Text excerpt:
The escalation of US threats and actions in Latin America has mainly come since August, when Trump signed a secret executive order (decree) authorising direct military operations by the US armed forces in Latin American territory under the pretext of combating what they call ‘narco-terrorism’.
Since then, the US has sent ten warships to the Venezuelan coast in the Caribbean, including three destroyers, an amphibious assault ship, a missile cruiser and a nuclear-powered submarine, as well as around ten thousand soldiers. More recently, Trump ordered the world’s largest and most modern aircraft carrier, the USS Gerald R. Ford, to be sent to the Caribbean. It is expected to travel from the Mediterranean Sea, near the conflict-ridden Middle East region, to the Caribbean, highlighting the importance Trump attaches to military action in Latin America.
In early October, just before Trump and Hegseth met with the entire US military leadership at the Pentagon, the US president made statements raising the possibility of a military intervention on the ground in Venezuela, supposedly to combat drug cartels. Trump later openly revealed that he had authorised the CIA to conduct covert operations within Venezuelan territory.
Shortly thereafter, Trump responded to criticism from Gustavo Petro by accusing the Colombian president of being a drug trafficker and repeated against Colombia the threat of direct intervention he had made to Venezuela. In the Venezuelan case, President Nicolás Maduro is formally considered by the US to be a drug cartel leader, and in August, the reward for any information leading to his capture was raised to 40 million dollars.
Amid the clash with Gustavo Petro, Trump also threatened to impose new tariffs on Colombian exports to the US. This tariff increase for Colombia has not yet been confirmed, but it represents a significant threat. Colombia is one of the few countries in South America that still has the US as its main trading partner, accounting for about 27% of its exports. Trump’s announcement of tariff increases earlier this year had already caused a crisis in relations between the two countries, with Petro seeking alternative markets for Colombian exports and promoting the country’s accession to China’s Belt and Road Initiative.
The false pretext of the ‘war on drugs’
Trump’s policy of waging war on ‘narco-terrorism’ is an important part of his domestic propaganda in the US and, at the same time, a pretext for pressuring, threatening and even intervening in other countries. There is nothing new about this stance. After being launched by Nixon in the early 1970s, the so-called ‘war on drugs’ in the US took on a more decisive geopolitical character under Reagan in the 1980s, intensifying in the 1990s under both Republican and Democratic administrations.
In Latin America in particular, the ‘war on drugs’ has replaced the ‘communist threat’ that previously served to promote and justify interventions, coups and military dictatorships in the region. The ‘war on terror,’ especially after the attacks on the Twin Towers in 2001, was also instrumentalised for imperialist purposes, particularly in the Middle East and Central Asia. The combination of drug trafficking and terrorism in Trump’s aggressive rhetoric in Latin America, while also maintaining an element of ‘anti-communist’ demagogy, fulfils the same role today.
The social and public health effects of drug use in the US, particularly in light of the growth in the use of opioids such as fentanyl, are real and should not be underestimated. Similarly, drug trafficking by large drug cartels in many Latin American countries represents a nightmare of violence, pain and suffering for millions of people in the region.

Given data:
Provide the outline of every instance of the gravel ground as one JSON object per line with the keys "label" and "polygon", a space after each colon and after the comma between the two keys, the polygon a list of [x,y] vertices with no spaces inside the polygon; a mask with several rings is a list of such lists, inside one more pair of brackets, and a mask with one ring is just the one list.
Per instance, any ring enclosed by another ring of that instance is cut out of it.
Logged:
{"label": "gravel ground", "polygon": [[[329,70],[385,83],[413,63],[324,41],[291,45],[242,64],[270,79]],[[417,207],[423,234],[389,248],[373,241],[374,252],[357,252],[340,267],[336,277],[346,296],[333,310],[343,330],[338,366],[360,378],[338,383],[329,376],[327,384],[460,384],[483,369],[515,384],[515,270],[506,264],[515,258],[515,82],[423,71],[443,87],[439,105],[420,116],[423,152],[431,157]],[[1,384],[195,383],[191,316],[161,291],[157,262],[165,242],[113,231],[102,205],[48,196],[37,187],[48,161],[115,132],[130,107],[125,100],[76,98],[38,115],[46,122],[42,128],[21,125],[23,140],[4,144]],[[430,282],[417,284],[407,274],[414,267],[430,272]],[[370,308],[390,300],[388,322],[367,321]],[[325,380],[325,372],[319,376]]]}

Stated goal: In the article about US threats in Latin America, roughly what share of Colombia's exports goes to the US?

Correct answer: About 27%.